Recorded data:
______________________________
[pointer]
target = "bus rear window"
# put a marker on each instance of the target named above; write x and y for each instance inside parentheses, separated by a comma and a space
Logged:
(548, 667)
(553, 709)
______________________________
Could you give again exactly the lines from the line containing "# put a marker" through the final line of the data above, and no others?

- _Output of the task_
# put a marker on each instance of the target named above; write x and y for each instance inside parentheses, separated by a comma and a space
Logged:
(548, 667)
(553, 709)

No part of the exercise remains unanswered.